Problem
Print the portion of the text on reading habits between "I learned more" and "many years later.", inclusive, with no changes.

I learned more than I realized. A fifth-grader doesn’t have the sophistication to read between the lines and figure out that “Mother” in Cheaper by the Dozen was essentially a simply drawn foil for the over-exuberant “Dad.” But, the charm of the book stuck with me and led me to investigate the actual lives and professions of Dr. and Mr. Gilbreth many years later.
Though, no, I’ve never been able to use a tesseract.
Now, I read a lot. I know, big secret. But, online social media being what it is, there are websites that will quantify that. I tend to track my reading through Goodreads, where you can track your books, list what you’ve read and when you’ve read it, and interact with friends online about what you read.
I try to read about a book a week. Call it fifty books a year. More than the average for an American, but I know several people who read more. That’s cool. I’m happy with how much I read.
Fifty books a year is a lot. Well, it looks like a lot until you look at what I’m reading. Some of it is Serious Literature, or Serious Non-fiction. That tends to be history, biography and cultural analysis, with a bit of self-help and motivational thrown in.
Otherwise? I read all over the place. Science fiction, fantasy, sentimental late 19th century stuff that probably had yellow covers when it came out, children’s literature, YA, classics, men’s adventure, horror, you name it.
With that experience, I find myself impatient with people who are necessarily proud of themselves for only being into Great Literature. Is there such a thing? God, yes. But it’s simpler than people think
Great Literature is Great Literature because a lot of people over a long period of time read it, loved it and took it to heart. Can we analyze why this is so? Again, God yes. Can we predict if something new will become such?
Not so much. It takes time. Harry Potter is a great example. People have loved it and it’s a phenomenon. Will people love it 100 years from now? Dunno. I would say I doubt it. A lot of its charm is the juxtaposition against late 20th century life. I could also be dead wrong. People still love Dickens, and a lot of his work requires an understanding of the times.
It’s about the love that people put into it over time that makes Great Literature. That’s my story and I’m sticking to it.
Amazon has this new thing called “Immersion reading” for some of its books. The basic deal is if you buy a book, you have the option of buying an accompanying audiobook for a very small fee and then reading along with the book as it is narrated. The syncing mechanism will sync the narration with the text, so you can switch between audiobook and written word with ease.
Me? I like the concept but it’s more of a way to get cheap audiobooks than it is a different way to read a book. I read, quite literally, over ten times faster than people speak. To follow along in a book with a narration would be a serious irritant. I’m more likely to use it switching between listening and reading. Or would, if I didn’t download audiobooks and physically add them to an iPod that doesn’t use an Audible app, and won’t sync in any case. Listening to a book on my smartphone means a heavy device that has too little battery. I listen for hours at a time while I’m doing housework and stuff.
I still like the concept. A book in French? It’d help immensely with my language comprehension. For someone trying to bring reading skills up to scratch (child or adult), it’s a great idea. But since it works on Kindle Fires and the smartphone apps, I’m dubious that it will be used much except among the affluent, and maybe I’m wrong, but I’m going to have to assume that most adults who can afford to buy this stuff read just fine.
Has anyone else tried this and what do you think of it?

Data for analysis
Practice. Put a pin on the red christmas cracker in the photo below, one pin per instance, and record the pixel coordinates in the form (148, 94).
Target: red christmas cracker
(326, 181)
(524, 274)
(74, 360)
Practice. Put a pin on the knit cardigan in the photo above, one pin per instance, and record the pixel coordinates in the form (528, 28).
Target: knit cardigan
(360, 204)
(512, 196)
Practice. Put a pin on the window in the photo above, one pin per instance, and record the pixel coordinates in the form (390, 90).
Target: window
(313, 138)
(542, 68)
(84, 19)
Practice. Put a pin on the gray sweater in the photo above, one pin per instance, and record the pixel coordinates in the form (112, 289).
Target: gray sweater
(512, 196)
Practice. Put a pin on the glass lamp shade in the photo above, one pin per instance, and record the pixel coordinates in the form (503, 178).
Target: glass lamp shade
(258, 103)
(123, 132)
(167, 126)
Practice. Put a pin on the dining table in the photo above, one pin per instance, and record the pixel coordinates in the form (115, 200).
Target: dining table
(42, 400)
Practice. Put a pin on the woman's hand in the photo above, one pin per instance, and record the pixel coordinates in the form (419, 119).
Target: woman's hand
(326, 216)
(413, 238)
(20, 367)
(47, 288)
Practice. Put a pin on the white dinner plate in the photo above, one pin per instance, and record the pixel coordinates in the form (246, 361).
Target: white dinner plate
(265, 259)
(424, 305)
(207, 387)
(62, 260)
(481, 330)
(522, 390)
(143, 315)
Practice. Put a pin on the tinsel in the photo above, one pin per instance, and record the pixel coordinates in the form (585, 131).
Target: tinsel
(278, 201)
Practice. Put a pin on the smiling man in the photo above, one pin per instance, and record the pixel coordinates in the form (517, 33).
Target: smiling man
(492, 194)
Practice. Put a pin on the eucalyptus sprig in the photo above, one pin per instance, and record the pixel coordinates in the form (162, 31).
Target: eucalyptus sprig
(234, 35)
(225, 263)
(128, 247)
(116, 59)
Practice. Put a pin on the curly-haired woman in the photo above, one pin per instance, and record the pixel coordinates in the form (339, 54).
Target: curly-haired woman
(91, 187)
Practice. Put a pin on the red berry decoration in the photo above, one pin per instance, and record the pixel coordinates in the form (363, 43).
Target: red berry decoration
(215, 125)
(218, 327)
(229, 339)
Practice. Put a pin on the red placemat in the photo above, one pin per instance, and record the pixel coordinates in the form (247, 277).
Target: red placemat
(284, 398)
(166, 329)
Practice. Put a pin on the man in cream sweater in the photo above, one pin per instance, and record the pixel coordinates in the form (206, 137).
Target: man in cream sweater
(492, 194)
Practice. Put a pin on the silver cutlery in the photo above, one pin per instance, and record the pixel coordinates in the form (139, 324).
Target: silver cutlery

Answer space
I learned more than I realized. A fifth-grader doesn’t have the sophistication to read between the lines and figure out that “Mother” in Cheaper by the Dozen was essentially a simply drawn foil for the over-exuberant “Dad.” But, the charm of the book stuck with me and led me to investigate the actual lives and professions of Dr. and Mr. Gilbreth many years later.